SUPPLIED DATA:
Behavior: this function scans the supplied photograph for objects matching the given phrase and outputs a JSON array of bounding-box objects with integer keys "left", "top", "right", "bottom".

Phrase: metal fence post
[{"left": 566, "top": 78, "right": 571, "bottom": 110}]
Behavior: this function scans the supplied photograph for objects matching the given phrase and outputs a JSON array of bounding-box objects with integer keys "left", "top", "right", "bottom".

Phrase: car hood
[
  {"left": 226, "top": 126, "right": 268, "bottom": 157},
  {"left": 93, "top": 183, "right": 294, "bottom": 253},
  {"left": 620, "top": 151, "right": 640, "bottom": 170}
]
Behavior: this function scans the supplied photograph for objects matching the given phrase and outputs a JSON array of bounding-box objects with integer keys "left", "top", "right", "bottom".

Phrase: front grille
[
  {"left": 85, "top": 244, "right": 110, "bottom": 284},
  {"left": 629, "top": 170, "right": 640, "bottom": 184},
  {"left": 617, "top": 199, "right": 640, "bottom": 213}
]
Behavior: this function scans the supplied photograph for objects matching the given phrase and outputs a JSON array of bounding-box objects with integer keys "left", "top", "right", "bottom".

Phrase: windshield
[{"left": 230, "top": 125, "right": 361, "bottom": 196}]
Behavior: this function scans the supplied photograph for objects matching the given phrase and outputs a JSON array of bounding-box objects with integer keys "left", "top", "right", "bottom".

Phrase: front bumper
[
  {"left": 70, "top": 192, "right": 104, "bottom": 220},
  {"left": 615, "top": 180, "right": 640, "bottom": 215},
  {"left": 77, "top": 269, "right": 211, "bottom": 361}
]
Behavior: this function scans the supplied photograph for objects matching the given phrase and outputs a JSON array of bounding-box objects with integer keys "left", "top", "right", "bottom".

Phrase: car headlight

ABOUT THIS TASK:
Copy out the entries from the material above, matching each one exactly.

TASK ANSWER:
Behavior: this function scans the supplied photograph for objects matching the given phrase and outputs a JSON array of bounding-box objects with integer keys "left", "top", "right", "bottom".

Phrase: metal fence post
[{"left": 566, "top": 78, "right": 571, "bottom": 110}]
Behavior: this function scans the supplied photograph for objects matching the given phrase and outputs a JSON array of bounding-box objects with integer keys "left", "top", "right", "bottom".

Phrase: car hood
[
  {"left": 226, "top": 126, "right": 268, "bottom": 157},
  {"left": 93, "top": 183, "right": 294, "bottom": 253},
  {"left": 620, "top": 151, "right": 640, "bottom": 170}
]
Behavior: this function scans the supplied photograph for objects matching the given phrase and outputs a JSON array of bounding-box objects with integer keys "left", "top", "right", "bottom".

Phrase: front grille
[
  {"left": 85, "top": 244, "right": 110, "bottom": 284},
  {"left": 629, "top": 170, "right": 640, "bottom": 184},
  {"left": 617, "top": 199, "right": 640, "bottom": 213}
]
Behavior: this function scans the supplied photograph for objects matching the given phrase and outputs a JSON array of bounding-box objects with integer keys "left", "top", "right", "bottom".

Phrase: windshield
[{"left": 230, "top": 125, "right": 361, "bottom": 196}]
Behavior: this function scans the supplied photograph for objects matching the given phrase and outputs a JSON array of bounding-box objects with integer keys "left", "top", "right", "bottom".

Phrase: front bumper
[
  {"left": 70, "top": 192, "right": 104, "bottom": 220},
  {"left": 615, "top": 180, "right": 640, "bottom": 215},
  {"left": 77, "top": 269, "right": 211, "bottom": 361}
]
Behavior: this function scans the supplied photograph for objects matching the given phrase and outputs a JSON array of bounding-box objects with integer keys "left", "top", "right", "bottom".

Phrase: car headlight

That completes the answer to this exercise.